━━━━━ DATA LINES ━━━━━

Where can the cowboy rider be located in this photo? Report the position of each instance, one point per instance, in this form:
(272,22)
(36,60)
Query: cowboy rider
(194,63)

━━━━━

[AIM]:
Present every row above as a numbered list, leaving out any blank lines.

[WRITTEN ANSWER]:
1. Where can the cowboy rider be located in this photo? Report the position of each instance, one point per instance, in this form:
2. (272,22)
3. (36,60)
4. Query: cowboy rider
5. (194,63)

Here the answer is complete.